> [GIVEN RECORDS]
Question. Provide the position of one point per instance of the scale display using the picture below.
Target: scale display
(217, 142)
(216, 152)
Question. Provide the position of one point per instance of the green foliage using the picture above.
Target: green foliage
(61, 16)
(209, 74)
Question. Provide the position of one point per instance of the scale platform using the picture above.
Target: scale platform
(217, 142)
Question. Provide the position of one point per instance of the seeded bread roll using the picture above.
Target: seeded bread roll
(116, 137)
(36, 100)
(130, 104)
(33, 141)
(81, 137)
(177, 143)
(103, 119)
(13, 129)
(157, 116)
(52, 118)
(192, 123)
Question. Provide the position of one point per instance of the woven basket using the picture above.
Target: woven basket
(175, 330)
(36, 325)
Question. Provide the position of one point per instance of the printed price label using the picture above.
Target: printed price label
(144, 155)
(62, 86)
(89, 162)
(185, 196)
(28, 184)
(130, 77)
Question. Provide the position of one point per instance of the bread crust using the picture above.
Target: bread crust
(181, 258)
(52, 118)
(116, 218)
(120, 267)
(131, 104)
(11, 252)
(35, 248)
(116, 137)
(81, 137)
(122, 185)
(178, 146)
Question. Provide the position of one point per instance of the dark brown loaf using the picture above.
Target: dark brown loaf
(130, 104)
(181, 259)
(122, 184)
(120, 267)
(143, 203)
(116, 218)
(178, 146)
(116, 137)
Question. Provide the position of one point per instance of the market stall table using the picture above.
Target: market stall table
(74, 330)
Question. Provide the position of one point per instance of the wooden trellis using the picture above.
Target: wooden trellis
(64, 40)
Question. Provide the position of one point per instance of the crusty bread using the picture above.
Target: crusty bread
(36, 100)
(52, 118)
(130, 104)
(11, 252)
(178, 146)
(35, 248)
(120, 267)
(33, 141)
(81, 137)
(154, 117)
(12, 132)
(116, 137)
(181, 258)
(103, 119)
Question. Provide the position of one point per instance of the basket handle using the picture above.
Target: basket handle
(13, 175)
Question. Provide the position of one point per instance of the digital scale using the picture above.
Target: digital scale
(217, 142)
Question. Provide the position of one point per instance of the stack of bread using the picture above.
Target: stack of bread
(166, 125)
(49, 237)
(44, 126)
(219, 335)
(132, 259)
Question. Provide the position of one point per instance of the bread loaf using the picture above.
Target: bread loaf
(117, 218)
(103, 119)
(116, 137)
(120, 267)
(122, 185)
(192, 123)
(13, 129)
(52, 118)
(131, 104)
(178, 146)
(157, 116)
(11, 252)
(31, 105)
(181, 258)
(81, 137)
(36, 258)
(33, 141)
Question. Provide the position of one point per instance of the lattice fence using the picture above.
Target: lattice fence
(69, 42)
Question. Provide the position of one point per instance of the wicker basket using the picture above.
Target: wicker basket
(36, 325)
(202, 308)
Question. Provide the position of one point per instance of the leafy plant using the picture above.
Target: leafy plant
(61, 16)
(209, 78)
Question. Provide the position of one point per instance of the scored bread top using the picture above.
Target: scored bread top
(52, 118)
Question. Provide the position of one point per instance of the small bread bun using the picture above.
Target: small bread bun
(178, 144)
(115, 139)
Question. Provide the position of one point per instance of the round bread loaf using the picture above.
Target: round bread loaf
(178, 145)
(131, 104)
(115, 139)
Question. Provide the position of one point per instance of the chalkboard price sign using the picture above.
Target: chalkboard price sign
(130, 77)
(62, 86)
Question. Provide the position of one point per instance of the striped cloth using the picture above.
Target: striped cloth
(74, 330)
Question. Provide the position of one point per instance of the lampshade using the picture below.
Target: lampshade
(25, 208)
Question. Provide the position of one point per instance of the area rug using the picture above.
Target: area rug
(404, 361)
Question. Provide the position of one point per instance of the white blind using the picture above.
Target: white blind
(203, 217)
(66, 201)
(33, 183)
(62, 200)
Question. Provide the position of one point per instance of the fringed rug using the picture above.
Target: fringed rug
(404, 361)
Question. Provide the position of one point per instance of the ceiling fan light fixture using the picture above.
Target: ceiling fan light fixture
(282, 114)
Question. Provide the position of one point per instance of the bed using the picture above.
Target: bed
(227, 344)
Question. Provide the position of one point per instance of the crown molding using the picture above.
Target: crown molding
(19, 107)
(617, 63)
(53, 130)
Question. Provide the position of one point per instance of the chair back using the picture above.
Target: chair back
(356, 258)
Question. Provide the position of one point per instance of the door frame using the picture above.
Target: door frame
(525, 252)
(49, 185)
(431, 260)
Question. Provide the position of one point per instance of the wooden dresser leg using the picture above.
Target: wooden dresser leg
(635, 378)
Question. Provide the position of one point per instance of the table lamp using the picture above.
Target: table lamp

> [WHAT THE TASK ASKS] Each line of the data is to be restated exactly.

> [EXERCISE RESPONSE]
Question. Provide the position of one point per instance of the scale display using the picture below.
Target: scale display
(217, 142)
(216, 152)
Question. Provide the position of one point per instance of the green foliage using the picture above.
Target: green foliage
(61, 16)
(209, 74)
Question. Provide the position of one point per instance of the scale platform using the picture above.
Target: scale platform
(217, 142)
Question. Provide the position of one point per instance of the seeded bread roll using the picture above.
Target: seeded bread roll
(116, 137)
(36, 100)
(130, 104)
(33, 141)
(81, 137)
(177, 143)
(103, 119)
(13, 129)
(157, 116)
(52, 118)
(192, 123)
Question. Provide the position of one point per instance of the woven basket using the picture above.
Target: woven basket
(175, 330)
(36, 325)
Question. Provide the position of one point per instance of the printed price label using the picture above.
Target: printed price label
(144, 155)
(62, 86)
(89, 162)
(185, 196)
(28, 184)
(130, 77)
Question. Provide the position of one point per instance of the bread crust using the picture above.
Target: bread crust
(181, 258)
(52, 118)
(116, 218)
(120, 267)
(131, 104)
(11, 252)
(35, 248)
(116, 137)
(81, 137)
(122, 185)
(178, 146)
Question. Provide the position of one point per instance of the dark brown loaf using the picture above.
Target: dark brown loaf
(130, 104)
(181, 259)
(122, 184)
(120, 267)
(143, 203)
(116, 218)
(178, 146)
(116, 137)
Question. Provide the position of one point per instance of the market stall table using the picture above.
Target: market stall table
(74, 330)
Question. Provide the position of one point per instance of the wooden trellis using the picture above.
Target: wooden trellis
(64, 40)
Question. Provide the position of one point per instance of the crusty bread using the picture above.
Target: crusty bread
(36, 100)
(52, 118)
(130, 104)
(11, 252)
(178, 146)
(35, 248)
(120, 267)
(33, 141)
(81, 137)
(154, 117)
(12, 132)
(116, 137)
(181, 258)
(103, 119)
Question. Provide the position of one point per instance of the basket handle using the picture above.
Target: basket handle
(13, 175)
Question. Provide the position of one point per instance of the digital scale using the picture above.
Target: digital scale
(217, 142)
Question. Provide the position of one point per instance of the stack of bread using the picture above.
Target: stack of bread
(166, 125)
(49, 237)
(44, 126)
(219, 335)
(132, 259)
Question. Provide the position of one point per instance of the bread loaf using the picture above.
Target: bread loaf
(117, 218)
(103, 119)
(116, 137)
(120, 267)
(122, 185)
(192, 123)
(13, 129)
(52, 118)
(131, 104)
(178, 146)
(157, 116)
(11, 252)
(31, 105)
(181, 258)
(81, 137)
(36, 258)
(33, 141)
Question. Provide the position of one point per instance of the lattice fence using the picture above.
Target: lattice fence
(69, 42)
Question. Provide the position of one point per instance of the wicker basket using the picture above.
Target: wicker basket
(36, 325)
(202, 308)
Question. Provide the position of one point per instance of the leafy plant using the picture above.
Target: leafy plant
(61, 16)
(209, 78)
Question. Provide the position of one point per instance of the scored bread top using the picture above.
Target: scored bread top
(52, 118)
Question. Provide the position of one point per instance of the small bread bun using the picture above.
Target: small bread bun
(178, 144)
(115, 139)
Question. Provide the position of one point per instance of the round bread loaf using the picture above.
Target: round bread loaf
(178, 145)
(131, 104)
(115, 139)
Question. Provide the position of one point per instance of the chalkboard price sign using the picture above.
Target: chalkboard price sign
(130, 77)
(62, 86)
Question. Provide the position of one point per instance of the striped cloth using the picture above.
Target: striped cloth
(74, 330)
Question. Provide the position of one point per instance of the lampshade using the picture below.
Target: lampshade
(25, 208)
Question. Provide the position of one point per instance of the area rug using the picture above.
Target: area rug
(404, 361)
Question. Provide the position of one point per instance of the white blind using the picture above.
Target: white blind
(203, 217)
(66, 201)
(33, 183)
(62, 200)
Question. Provide the position of one point per instance of the fringed rug using the picture above.
Target: fringed rug
(404, 361)
Question. Provide the position of one point per instance of the ceiling fan light fixture using the picture above.
Target: ceiling fan light fixture
(282, 114)
Question. Provide the position of one point per instance of the bed using the picture above.
Target: bed
(227, 344)
Question. Provide the position of one point per instance of the crown molding using the picture above.
Target: crown molding
(19, 107)
(617, 63)
(53, 130)
Question. Provide the position of one point per instance of the chair back using the picture above.
Target: chair back
(356, 258)
Question. Provide the position of one point per instance of the door frame using the picture above.
Target: door frame
(525, 252)
(49, 185)
(431, 260)
Question. Provide the position of one point per instance of the wooden dresser leg using the picture above.
Target: wooden dresser leg
(635, 378)
Question. Provide the position of one point per instance of the table lamp using the picture above.
Target: table lamp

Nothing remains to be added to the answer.